**Jouw opdracht:** Schrijf uit de tekst over het Stabiliteitspact hieronder woordelijk het stuk over van "Bastiaan BELDER (EDD, NL)" tot en met "de regionale hulpprojecten.".

··· Aangeleverde tekst ···

De liberalen verzekeren Lagendijk van hun brede steun. Wat Lone DYBKJÆR (ELD, DK) echter niet in de mededeling van de Commissie en evenmin in het verslag-Lagendijk terugvindt, is de betrokkenheid van vrouwen bij de wederopbouw. Vrouwen en kinderen zijn altijd dé slachtoffers in oorlogen of andere crisissituaties. Voor een goede culturele verstandhouding is het echter van cruciaal belang dat vrouwen van meet af aan worden betrokken bij de wederopbouw en dat ze een centrale rol kunnen spelen. Er is weliswaar een genderagenda, maar dat is een initiatief van onderuit, niet van bovenuit. Het gaat om heel concrete zaken zoals het opzetten van programma's voor vrouwen door vrouwen en het promoten van vrouwelijke kandidaten voor verkiezingen. Uiteraard moeten de vrouwen voor hun projecten ook geld krijgen, bovenop de andere middelen.

Efstratios KORAKAS (EVL/NGL, GR) vindt het verslag op zich positief, maar vraagt dat niet met twee maten wordt gemeten. Het doel van het Stabiliteitspact is economische onafhankelijkheid van de regio, zodat die op eigen kracht verder kan. Er moet ook worden bekeken wat de Unie kan doen voor een efficiënt beleid, voor de bestrijding van crises en voor de preventie van verdere conflicten. Korakas brengt in herinnering dat de NAVO-interventie in Kosovo nog afgezien van de schending van grenzen een ware tragedie heeft veroorzaakt. En dan is nog het tegenovergestelde bereikt van wat de VS en Europa wilden. Zijn conclusie luidt dat met dit Stabiliteitspact echt resultaten moeten worden bereikt.

Bastiaan BELDER (EDD, NL) spreekt van een inspirerend rapport. Wel merkt hij op dat het momenteel nog te zeer schort aan de regionale samenwerking op de Balkan die de EU wil stimuleren. De implementatie van het Stabiliteitspact dreigt te worden vertraagd door nationale prestige- en concurrentiezucht. Dit vereist krachtig tegenspel van de EU, met een evenwichtiger selectie van de regionale hulpprojecten.

··· Het materiaal ···

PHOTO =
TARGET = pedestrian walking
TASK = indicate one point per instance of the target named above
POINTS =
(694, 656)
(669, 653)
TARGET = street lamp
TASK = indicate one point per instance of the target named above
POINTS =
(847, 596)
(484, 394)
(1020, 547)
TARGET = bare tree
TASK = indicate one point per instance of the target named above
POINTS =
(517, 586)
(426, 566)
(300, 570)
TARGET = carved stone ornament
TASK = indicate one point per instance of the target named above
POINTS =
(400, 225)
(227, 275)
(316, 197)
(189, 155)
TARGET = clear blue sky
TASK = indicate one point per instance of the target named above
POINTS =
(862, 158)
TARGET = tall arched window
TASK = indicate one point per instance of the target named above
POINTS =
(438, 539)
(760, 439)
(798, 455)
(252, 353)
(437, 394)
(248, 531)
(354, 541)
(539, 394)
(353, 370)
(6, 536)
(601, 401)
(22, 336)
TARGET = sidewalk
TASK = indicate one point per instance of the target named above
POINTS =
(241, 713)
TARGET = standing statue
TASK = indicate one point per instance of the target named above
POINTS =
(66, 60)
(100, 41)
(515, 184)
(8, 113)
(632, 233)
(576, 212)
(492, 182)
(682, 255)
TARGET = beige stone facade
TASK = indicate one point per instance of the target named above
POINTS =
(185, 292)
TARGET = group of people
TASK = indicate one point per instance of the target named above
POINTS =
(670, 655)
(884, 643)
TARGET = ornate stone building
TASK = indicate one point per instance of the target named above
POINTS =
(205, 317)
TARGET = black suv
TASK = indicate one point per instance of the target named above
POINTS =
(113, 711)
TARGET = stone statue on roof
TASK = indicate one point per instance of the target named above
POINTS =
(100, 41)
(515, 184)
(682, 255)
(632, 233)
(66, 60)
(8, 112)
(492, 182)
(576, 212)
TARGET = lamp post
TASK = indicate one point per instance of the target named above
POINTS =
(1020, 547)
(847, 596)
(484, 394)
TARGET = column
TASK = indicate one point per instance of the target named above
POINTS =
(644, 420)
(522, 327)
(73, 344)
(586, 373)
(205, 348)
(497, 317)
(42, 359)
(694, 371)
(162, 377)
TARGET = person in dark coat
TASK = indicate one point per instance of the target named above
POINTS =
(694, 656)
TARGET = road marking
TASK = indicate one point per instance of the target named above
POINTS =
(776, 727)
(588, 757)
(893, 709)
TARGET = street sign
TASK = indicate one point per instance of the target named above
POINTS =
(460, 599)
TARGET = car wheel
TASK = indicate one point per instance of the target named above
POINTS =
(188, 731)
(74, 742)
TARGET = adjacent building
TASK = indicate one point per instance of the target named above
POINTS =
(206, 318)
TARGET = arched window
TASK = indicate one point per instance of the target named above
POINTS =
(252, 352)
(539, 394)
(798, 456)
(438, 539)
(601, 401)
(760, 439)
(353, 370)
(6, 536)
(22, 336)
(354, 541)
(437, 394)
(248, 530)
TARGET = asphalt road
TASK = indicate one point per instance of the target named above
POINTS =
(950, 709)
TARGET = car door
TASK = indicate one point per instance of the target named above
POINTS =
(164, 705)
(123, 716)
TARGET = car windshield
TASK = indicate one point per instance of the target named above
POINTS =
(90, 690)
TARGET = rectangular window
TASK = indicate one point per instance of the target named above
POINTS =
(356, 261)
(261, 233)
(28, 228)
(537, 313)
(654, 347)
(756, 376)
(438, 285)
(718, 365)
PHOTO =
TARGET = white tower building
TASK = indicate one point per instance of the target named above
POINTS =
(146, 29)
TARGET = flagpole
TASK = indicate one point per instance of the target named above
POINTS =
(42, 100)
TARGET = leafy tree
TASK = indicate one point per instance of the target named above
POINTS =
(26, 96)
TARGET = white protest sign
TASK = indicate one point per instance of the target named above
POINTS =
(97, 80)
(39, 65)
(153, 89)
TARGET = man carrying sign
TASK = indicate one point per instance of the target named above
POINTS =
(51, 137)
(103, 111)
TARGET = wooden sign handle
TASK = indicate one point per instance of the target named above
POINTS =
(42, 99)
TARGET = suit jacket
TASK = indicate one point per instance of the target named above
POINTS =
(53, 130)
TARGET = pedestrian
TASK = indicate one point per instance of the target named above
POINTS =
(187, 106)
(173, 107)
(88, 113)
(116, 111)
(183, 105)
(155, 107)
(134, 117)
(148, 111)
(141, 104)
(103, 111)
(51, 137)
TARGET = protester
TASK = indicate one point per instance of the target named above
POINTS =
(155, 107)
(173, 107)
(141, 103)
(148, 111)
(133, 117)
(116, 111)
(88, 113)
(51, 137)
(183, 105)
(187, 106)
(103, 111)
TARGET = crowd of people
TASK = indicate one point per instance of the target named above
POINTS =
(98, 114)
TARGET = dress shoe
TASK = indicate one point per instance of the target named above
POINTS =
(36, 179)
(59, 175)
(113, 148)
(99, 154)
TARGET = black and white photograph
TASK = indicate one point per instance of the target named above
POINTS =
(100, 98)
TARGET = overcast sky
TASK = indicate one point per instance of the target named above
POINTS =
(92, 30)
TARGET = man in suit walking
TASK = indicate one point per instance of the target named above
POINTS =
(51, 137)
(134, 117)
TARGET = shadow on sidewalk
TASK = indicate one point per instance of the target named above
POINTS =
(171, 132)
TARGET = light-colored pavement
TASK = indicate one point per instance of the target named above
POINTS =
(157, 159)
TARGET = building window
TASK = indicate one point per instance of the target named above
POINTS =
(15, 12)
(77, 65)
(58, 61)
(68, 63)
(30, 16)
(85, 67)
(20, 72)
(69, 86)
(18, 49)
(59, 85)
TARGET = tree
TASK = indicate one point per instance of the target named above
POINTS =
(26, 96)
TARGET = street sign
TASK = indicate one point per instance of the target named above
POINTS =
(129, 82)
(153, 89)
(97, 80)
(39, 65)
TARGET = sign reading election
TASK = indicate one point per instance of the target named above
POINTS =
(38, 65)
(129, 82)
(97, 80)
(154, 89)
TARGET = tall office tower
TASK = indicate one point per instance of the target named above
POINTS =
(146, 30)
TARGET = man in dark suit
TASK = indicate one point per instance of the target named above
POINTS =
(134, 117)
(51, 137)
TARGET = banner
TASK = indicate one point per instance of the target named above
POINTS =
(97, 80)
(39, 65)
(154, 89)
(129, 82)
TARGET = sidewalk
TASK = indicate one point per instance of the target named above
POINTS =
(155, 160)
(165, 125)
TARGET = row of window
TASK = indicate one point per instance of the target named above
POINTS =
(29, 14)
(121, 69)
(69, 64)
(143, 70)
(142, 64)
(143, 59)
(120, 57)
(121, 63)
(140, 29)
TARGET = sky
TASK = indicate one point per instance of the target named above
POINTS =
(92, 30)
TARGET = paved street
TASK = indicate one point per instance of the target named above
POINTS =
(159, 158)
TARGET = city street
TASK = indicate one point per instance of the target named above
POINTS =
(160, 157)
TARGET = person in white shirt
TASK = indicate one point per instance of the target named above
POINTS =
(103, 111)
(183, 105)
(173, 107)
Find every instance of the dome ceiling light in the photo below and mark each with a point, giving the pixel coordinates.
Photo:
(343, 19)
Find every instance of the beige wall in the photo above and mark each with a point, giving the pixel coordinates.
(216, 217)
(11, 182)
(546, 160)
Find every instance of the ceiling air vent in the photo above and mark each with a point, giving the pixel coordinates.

···

**Antwoord op opdracht:**
Bastiaan BELDER (EDD, NL) spreekt van een inspirerend rapport. Wel merkt hij op dat het momenteel nog te zeer schort aan de regionale samenwerking op de Balkan die de EU wil stimuleren. De implementatie van het Stabiliteitspact dreigt te worden vertraagd door nationale prestige- en concurrentiezucht. Dit vereist krachtig tegenspel van de EU, met een evenwichtiger selectie van de regionale hulpprojecten.